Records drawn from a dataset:
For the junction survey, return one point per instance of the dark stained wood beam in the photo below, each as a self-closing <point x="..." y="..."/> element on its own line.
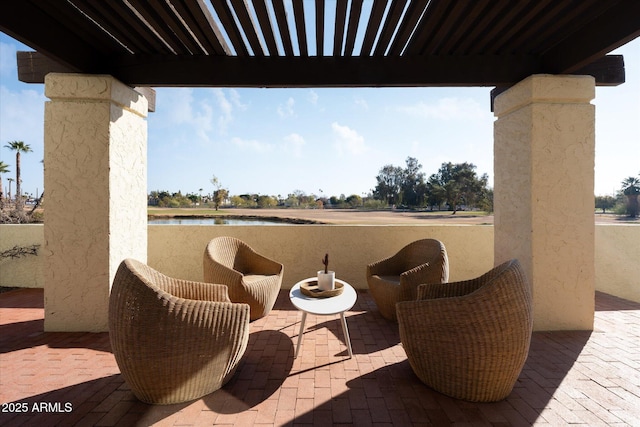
<point x="217" y="71"/>
<point x="608" y="71"/>
<point x="615" y="27"/>
<point x="33" y="67"/>
<point x="26" y="23"/>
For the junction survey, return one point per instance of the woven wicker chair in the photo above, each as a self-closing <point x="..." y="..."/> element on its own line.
<point x="397" y="278"/>
<point x="252" y="278"/>
<point x="470" y="340"/>
<point x="174" y="340"/>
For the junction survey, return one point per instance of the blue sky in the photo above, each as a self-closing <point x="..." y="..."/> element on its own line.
<point x="319" y="141"/>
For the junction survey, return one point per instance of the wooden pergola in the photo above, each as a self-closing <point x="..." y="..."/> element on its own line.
<point x="319" y="43"/>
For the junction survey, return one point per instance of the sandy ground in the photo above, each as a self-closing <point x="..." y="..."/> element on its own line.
<point x="339" y="216"/>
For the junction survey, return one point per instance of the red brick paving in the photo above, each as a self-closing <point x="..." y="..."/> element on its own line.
<point x="571" y="378"/>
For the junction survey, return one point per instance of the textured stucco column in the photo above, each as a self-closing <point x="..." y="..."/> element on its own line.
<point x="544" y="154"/>
<point x="95" y="184"/>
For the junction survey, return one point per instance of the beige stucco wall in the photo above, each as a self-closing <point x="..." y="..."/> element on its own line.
<point x="544" y="153"/>
<point x="95" y="180"/>
<point x="28" y="271"/>
<point x="177" y="250"/>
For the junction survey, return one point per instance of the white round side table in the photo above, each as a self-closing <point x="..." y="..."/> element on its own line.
<point x="323" y="307"/>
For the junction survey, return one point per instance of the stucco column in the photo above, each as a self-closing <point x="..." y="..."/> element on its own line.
<point x="95" y="182"/>
<point x="544" y="153"/>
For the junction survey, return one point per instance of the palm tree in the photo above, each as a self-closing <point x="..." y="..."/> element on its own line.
<point x="4" y="168"/>
<point x="10" y="181"/>
<point x="18" y="147"/>
<point x="631" y="189"/>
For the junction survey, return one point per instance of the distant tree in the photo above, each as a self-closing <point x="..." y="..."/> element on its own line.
<point x="605" y="202"/>
<point x="389" y="184"/>
<point x="413" y="184"/>
<point x="219" y="194"/>
<point x="195" y="198"/>
<point x="631" y="190"/>
<point x="354" y="201"/>
<point x="267" y="202"/>
<point x="457" y="184"/>
<point x="19" y="147"/>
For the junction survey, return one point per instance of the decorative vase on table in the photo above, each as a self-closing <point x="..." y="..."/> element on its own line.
<point x="326" y="277"/>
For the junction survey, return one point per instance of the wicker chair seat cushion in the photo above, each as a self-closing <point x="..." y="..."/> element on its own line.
<point x="251" y="277"/>
<point x="393" y="280"/>
<point x="470" y="339"/>
<point x="397" y="277"/>
<point x="174" y="340"/>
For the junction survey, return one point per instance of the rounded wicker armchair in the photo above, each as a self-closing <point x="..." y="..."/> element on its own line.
<point x="252" y="278"/>
<point x="397" y="278"/>
<point x="174" y="340"/>
<point x="470" y="340"/>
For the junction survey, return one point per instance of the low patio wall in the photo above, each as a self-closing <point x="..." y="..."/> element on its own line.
<point x="27" y="271"/>
<point x="177" y="251"/>
<point x="618" y="260"/>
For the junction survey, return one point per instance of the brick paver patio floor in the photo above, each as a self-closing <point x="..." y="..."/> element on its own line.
<point x="570" y="378"/>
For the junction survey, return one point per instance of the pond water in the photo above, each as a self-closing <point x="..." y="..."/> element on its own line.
<point x="214" y="221"/>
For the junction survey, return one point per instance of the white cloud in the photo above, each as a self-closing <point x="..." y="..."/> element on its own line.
<point x="180" y="108"/>
<point x="361" y="103"/>
<point x="313" y="97"/>
<point x="448" y="109"/>
<point x="294" y="143"/>
<point x="348" y="140"/>
<point x="286" y="110"/>
<point x="251" y="145"/>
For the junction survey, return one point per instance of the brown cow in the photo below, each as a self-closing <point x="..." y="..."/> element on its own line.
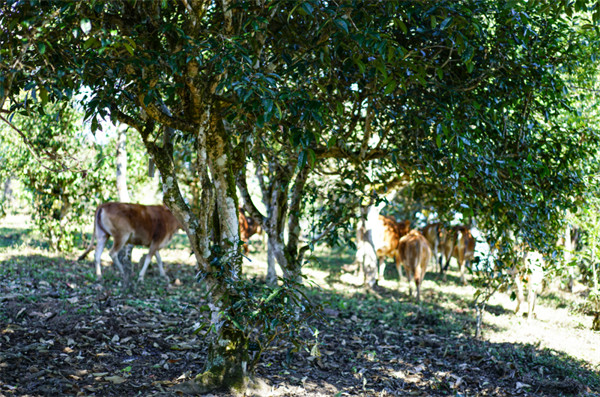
<point x="248" y="228"/>
<point x="458" y="242"/>
<point x="386" y="239"/>
<point x="151" y="226"/>
<point x="415" y="255"/>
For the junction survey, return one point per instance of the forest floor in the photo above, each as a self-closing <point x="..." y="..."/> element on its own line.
<point x="62" y="333"/>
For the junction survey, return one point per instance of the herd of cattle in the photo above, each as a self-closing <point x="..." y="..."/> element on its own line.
<point x="414" y="249"/>
<point x="154" y="226"/>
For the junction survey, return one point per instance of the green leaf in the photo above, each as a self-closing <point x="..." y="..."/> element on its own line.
<point x="331" y="142"/>
<point x="86" y="25"/>
<point x="307" y="7"/>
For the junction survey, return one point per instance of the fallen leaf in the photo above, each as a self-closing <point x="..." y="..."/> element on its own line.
<point x="115" y="379"/>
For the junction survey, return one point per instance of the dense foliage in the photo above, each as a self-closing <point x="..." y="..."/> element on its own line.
<point x="464" y="100"/>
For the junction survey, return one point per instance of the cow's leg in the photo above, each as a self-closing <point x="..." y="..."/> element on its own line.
<point x="381" y="269"/>
<point x="160" y="266"/>
<point x="118" y="244"/>
<point x="101" y="239"/>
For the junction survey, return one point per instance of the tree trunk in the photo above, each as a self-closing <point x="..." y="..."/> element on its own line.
<point x="123" y="193"/>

### Directions for this task
The task calls for duplicating the data exactly, with no images kept.

### Written solution
For the junction survey, return one point per instance of the dark stained wood beam in the photo below, each as a self-closing <point x="..." y="..."/> element on its own line.
<point x="217" y="71"/>
<point x="608" y="71"/>
<point x="615" y="27"/>
<point x="33" y="67"/>
<point x="26" y="23"/>
For the junction survey, return one point per instance of the woven wicker chair in the photo above, each as a self-closing <point x="..." y="..."/> element on its own line.
<point x="397" y="278"/>
<point x="252" y="278"/>
<point x="470" y="340"/>
<point x="174" y="340"/>
For the junction survey, return one point per instance of the blue sky in the photo above, each as a self-closing <point x="..." y="..."/> element on its own line.
<point x="319" y="141"/>
For the junction survey, return one point per instance of the wooden pergola in the photo above, each as a self-closing <point x="..." y="..."/> element on its own line.
<point x="319" y="43"/>
For the junction survey, return one point per instance of the sandy ground in the photo above, each as a self-closing <point x="..." y="..."/> element on its own line.
<point x="339" y="216"/>
For the junction survey, return one point per instance of the red brick paving in the photo above, each as a self-closing <point x="..." y="..."/> element on its own line.
<point x="571" y="378"/>
For the junction survey, return one point per instance of the textured stucco column in the photo above, each as a self-closing <point x="..." y="..."/> element on its own line.
<point x="544" y="154"/>
<point x="95" y="184"/>
For the junction survey, return one point per instance of the beige stucco wall in the photo above, each as a self-closing <point x="..." y="..."/> element on its own line.
<point x="544" y="153"/>
<point x="95" y="180"/>
<point x="28" y="271"/>
<point x="177" y="250"/>
For the junction survey, return one point per instance of the white round side table in the photo above, each as a self-closing <point x="..." y="..."/> element on its own line.
<point x="323" y="307"/>
For the junction survey, return one point per instance of the stucco column in the photo above, each as a self-closing <point x="..." y="..."/> element on its own line.
<point x="95" y="182"/>
<point x="544" y="153"/>
For the junction survey, return one point per instance of the palm tree in the photo above, each as a self-closing <point x="..." y="..."/> element on its own line.
<point x="4" y="168"/>
<point x="10" y="181"/>
<point x="18" y="147"/>
<point x="631" y="189"/>
For the junction survey, return one point per instance of the distant tree in the photo above, each as a self-closing <point x="..." y="..."/> element on its own line.
<point x="605" y="202"/>
<point x="389" y="184"/>
<point x="413" y="184"/>
<point x="219" y="194"/>
<point x="195" y="198"/>
<point x="631" y="190"/>
<point x="354" y="201"/>
<point x="267" y="202"/>
<point x="457" y="184"/>
<point x="19" y="147"/>
For the junction survey, return one point per instance of the decorative vase on table in the photo above, each as a self-closing <point x="..." y="..."/> element on its own line.
<point x="326" y="277"/>
For the junction survey, return one point per instance of the wicker chair seat cushion in the photo above, each as a self-closing <point x="..." y="..."/> element on its own line.
<point x="251" y="277"/>
<point x="393" y="280"/>
<point x="470" y="339"/>
<point x="397" y="277"/>
<point x="174" y="340"/>
For the junction survey, return one point per instance of the rounded wicker armchair in the photo above, each as a self-closing <point x="..." y="..."/> element on its own line.
<point x="252" y="278"/>
<point x="397" y="278"/>
<point x="174" y="340"/>
<point x="470" y="340"/>
For the junction survey, return one point per instance of the low patio wall in the photo above, each as a self-closing <point x="..." y="..."/> element on its own line.
<point x="27" y="271"/>
<point x="177" y="251"/>
<point x="618" y="260"/>
For the junction survey, return one point per instance of the brick paver patio floor in the photo above, each as a self-closing <point x="..." y="..."/> element on its own line.
<point x="570" y="378"/>
For the junction survey, return one point per instance of the pond water in the photo above, each as a self-closing <point x="..." y="..."/> element on its own line.
<point x="214" y="221"/>
For the junction survey, return one point per instance of the white cloud in the photo above, each as a self-closing <point x="..." y="..."/> element on its own line.
<point x="180" y="108"/>
<point x="361" y="103"/>
<point x="313" y="97"/>
<point x="448" y="109"/>
<point x="294" y="143"/>
<point x="348" y="140"/>
<point x="286" y="110"/>
<point x="251" y="145"/>
For the junction survey, return one point per instance of the brown cow in the photo below, each as a self-closing <point x="..." y="..."/> element on its own line.
<point x="248" y="228"/>
<point x="458" y="242"/>
<point x="386" y="239"/>
<point x="151" y="226"/>
<point x="415" y="255"/>
For the junction survey, return one point per instance of the forest floor in the photo above, each as a self-closing <point x="..." y="..."/> element on its own line.
<point x="62" y="333"/>
For the junction survey, return one point per instance of the herd of cattle in the photo above, each as a self-closing <point x="..." y="..."/> element on its own line.
<point x="414" y="249"/>
<point x="154" y="226"/>
For the junction survey, return one point per instance of the green leaf in the photo above, each as a self-closing <point x="..." y="..."/> element on its own line.
<point x="331" y="142"/>
<point x="86" y="25"/>
<point x="307" y="7"/>
For the junction survey, return one point per instance of the fallen leaf in the photo above, each as a self-closing <point x="..." y="..."/> element on its own line.
<point x="115" y="379"/>
For the junction survey, return one point per instance of the dense foliage in the photo above, each as a self-closing <point x="..." y="..."/> element on its own line.
<point x="464" y="100"/>
For the junction survey, return one point per instance of the cow's leg in the photo above, each as a self-closing <point x="..." y="..."/> element on its own line.
<point x="381" y="269"/>
<point x="160" y="266"/>
<point x="118" y="244"/>
<point x="101" y="239"/>
For the junction survey, return one point per instance of the tree trunk in the photo above, each as a self-closing <point x="..." y="..."/> element on its own line.
<point x="123" y="193"/>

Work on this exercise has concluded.